Information START

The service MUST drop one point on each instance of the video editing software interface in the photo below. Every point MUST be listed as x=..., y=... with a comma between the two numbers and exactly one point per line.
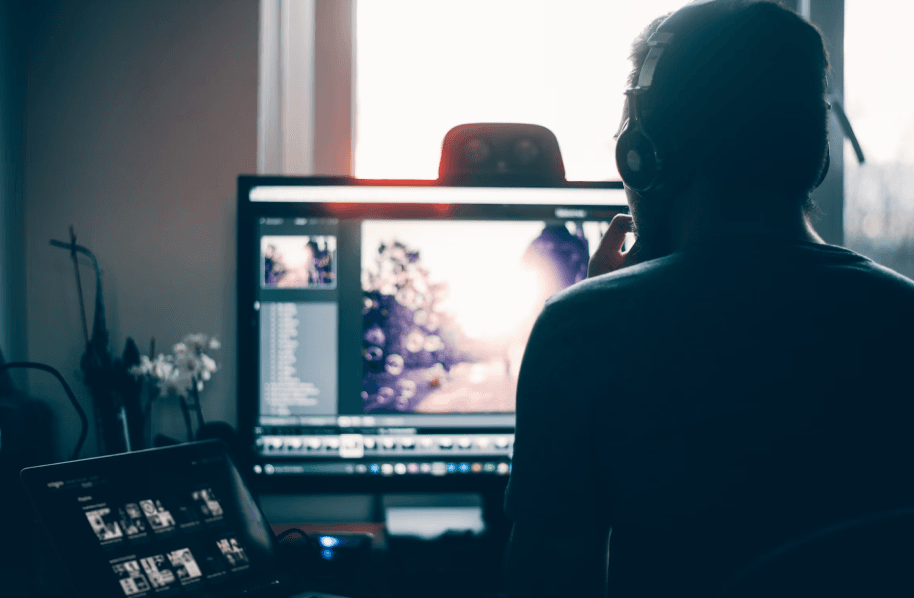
x=391, y=321
x=157, y=529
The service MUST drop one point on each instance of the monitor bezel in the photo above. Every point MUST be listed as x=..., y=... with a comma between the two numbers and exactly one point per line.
x=248, y=397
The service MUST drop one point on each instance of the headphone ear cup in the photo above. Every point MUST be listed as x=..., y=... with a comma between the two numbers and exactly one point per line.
x=637, y=159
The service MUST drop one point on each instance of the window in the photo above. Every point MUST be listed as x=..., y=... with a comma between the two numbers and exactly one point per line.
x=879, y=95
x=423, y=67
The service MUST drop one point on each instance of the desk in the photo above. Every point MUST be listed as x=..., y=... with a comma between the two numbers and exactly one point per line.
x=453, y=566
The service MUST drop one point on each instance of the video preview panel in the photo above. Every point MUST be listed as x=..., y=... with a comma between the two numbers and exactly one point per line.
x=448, y=307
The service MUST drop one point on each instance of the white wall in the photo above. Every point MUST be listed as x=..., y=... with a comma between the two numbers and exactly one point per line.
x=140, y=116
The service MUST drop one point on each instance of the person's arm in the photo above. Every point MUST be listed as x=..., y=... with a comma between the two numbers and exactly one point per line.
x=558, y=545
x=557, y=558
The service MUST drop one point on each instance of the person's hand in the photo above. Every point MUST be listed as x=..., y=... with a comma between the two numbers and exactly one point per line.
x=609, y=256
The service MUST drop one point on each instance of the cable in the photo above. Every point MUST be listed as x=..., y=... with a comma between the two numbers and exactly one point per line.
x=66, y=387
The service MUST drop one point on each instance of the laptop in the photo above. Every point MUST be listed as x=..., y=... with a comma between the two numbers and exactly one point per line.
x=172, y=521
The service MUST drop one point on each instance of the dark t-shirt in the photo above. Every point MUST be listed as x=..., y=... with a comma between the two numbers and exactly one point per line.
x=714, y=403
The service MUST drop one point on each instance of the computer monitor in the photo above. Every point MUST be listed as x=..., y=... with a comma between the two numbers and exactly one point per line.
x=381, y=324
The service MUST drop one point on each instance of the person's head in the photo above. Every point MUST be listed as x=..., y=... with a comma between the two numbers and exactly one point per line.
x=737, y=102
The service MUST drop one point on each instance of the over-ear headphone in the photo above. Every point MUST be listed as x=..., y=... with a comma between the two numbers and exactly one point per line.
x=643, y=163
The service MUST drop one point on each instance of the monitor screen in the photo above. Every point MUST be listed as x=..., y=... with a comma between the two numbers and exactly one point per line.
x=382, y=323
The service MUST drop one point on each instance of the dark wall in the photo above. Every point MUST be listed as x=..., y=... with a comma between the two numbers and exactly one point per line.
x=139, y=117
x=12, y=205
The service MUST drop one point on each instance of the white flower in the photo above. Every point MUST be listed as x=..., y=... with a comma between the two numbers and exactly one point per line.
x=209, y=364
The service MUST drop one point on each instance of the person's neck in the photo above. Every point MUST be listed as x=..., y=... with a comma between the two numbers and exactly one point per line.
x=699, y=219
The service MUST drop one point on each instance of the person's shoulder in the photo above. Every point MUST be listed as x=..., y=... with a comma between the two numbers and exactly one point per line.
x=880, y=278
x=632, y=282
x=590, y=303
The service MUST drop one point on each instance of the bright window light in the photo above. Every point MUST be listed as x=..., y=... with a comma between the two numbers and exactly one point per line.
x=879, y=97
x=423, y=67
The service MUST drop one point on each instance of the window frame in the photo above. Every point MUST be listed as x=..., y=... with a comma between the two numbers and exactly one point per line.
x=311, y=129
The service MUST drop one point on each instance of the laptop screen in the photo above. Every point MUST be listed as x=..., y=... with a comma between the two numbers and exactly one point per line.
x=176, y=520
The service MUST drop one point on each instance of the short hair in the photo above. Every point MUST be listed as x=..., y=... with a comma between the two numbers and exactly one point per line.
x=741, y=90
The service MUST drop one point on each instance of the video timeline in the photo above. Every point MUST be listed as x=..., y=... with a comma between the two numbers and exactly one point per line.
x=398, y=468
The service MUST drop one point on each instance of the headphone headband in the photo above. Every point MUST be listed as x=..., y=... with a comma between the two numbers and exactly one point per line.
x=643, y=166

Information END

Prompt: For every entry, return its exact wording and leave out any image.

Result:
The service MUST drop one point on each instance of the video editing software interface in the photo below. Every point MUST be listed as x=..., y=... with a comma between the two numbers and exactly one point per line.
x=391, y=321
x=157, y=529
The service MUST drop one point on each instance of the monitor bezel in the photo above. Every point MUST be listed as x=..., y=... with a comma between the two numbers and exactly one point per line.
x=248, y=397
The service MUST drop one point on each instance of the headphone ear cup in the photo above. Every point MUST be listed as x=..., y=... with a comma between the two numbers and exactly one point per line.
x=637, y=159
The service MUST drop one point on each instance of the window in the photo above. Every point MUST be listed as x=..., y=... with a comma between the two numbers and exactly one point per line.
x=879, y=95
x=423, y=67
The service MUST drop one point on each instance of the desk in the photo above. Every point MUST be listed as x=..., y=... with a comma between the two numbers and exactly one point per line.
x=453, y=566
The service MUST drop one point on each instance of the video preview panel in the photo above. Every point MUST be listed as x=..., y=... with a comma between the two numbers and exactly one point per line.
x=448, y=307
The service MUST drop one point on each instance of the white wall in the photo above. Every point MUST be listed as x=..., y=... with a comma between the two numbers and exactly one point per line.
x=140, y=116
The service MUST drop one point on each instance of the person's arm in the photo above. Every point MUST be listed as x=..., y=... with a comma between the two numbers and exactly one point per line.
x=558, y=545
x=557, y=558
The service MUST drop one point on each instance of the person's hand in the photo above. Every point MUST be listed as x=..., y=... with a comma between the two numbers and exactly one point per line.
x=609, y=256
The service MUST drop one point on each instance of the cable in the photo above. Every point MUST be listed as x=..., y=... with a comma between the two numbers and exactly one point per line.
x=66, y=387
The service MUST drop one point on each instance of the laptop in the photo above. Every point MUST be listed as x=..., y=... with a comma between the two numbers and exactly one point per line.
x=172, y=521
The service MUST drop one point on each instance of the dark t-shirt in the photo above. Every point MUST be listed as x=..., y=... with a comma between the two numbers and exactly one point per line.
x=714, y=403
The service MUST drop one point on each instance of the computer monitor in the photo above. Every point MUST be listed as x=..., y=... with a comma between the two numbers and exactly one point per line.
x=381, y=324
The service MUST drop one point on each instance of the person's head in the photo above. Every point MUST be listed as x=..., y=... with a comma between the two numbers and exactly one point per line.
x=737, y=102
The service MUST drop one point on each instance of the over-ear headphone in the photo above. Every point MUST be listed as x=..., y=... with a comma between the two numbers and exactly one point per line.
x=643, y=163
The service MUST drop one point on each instance of the monitor screen in the photo above. Every point MUST be listed as x=..., y=... with a comma between the two numbers and exactly one point per line.
x=382, y=323
The service MUST drop one point on each instance of the dark wall in the photo above. Every point MUST be listed as x=..., y=... with a comma between the two numbers and exactly one point per line.
x=139, y=117
x=12, y=205
The service MUST drop one point on each instance of the white flower in the photo above. Every point MUST be listed as x=..., y=... with a comma between the two numbers and exactly one point per line.
x=209, y=364
The service MUST drop one point on each instance of the person's neck in the photo above. Every point MUST be listed as x=..., y=... with a comma between the two numbers and exactly one point per line.
x=699, y=219
The service MUST drop one point on each instance of the person's shoulder in the photo above. Every point MUST be listed as x=..., y=... with a comma between the two numbers and exactly one point per line.
x=880, y=278
x=632, y=282
x=590, y=303
The service MUST drop one point on each instance of the bright window light in the photo above. Every point MUST be listed as x=..., y=... with a comma between the two numbers and exactly one point per line.
x=879, y=97
x=423, y=67
The service MUST drop one point on each instance of the window frame in the photo above. Every point MUST be listed as x=..., y=... with a comma between the two numbers and exactly one point per line.
x=311, y=129
The service MUST drop one point on each instance of the laptop screen in the photo above. Every point MUST be listed as x=..., y=... with a comma between the two numbers and exactly one point per line.
x=176, y=520
The service MUST drop one point on each instance of the short hair in the photo above. Every point MUST be listed as x=..., y=... with a comma between the two numbers and exactly one point per line.
x=741, y=90
The service MUST drop one point on each instance of the video timeline in the photo above. Every point MUST be listed as x=..., y=... with a comma between the two numbers and exactly one point per line.
x=398, y=468
The service MUST drop one point on each instance of the headphone headband in the photo above. Every point MUST be listed as x=..., y=... with a comma between the two numbers and exactly one point per line.
x=643, y=166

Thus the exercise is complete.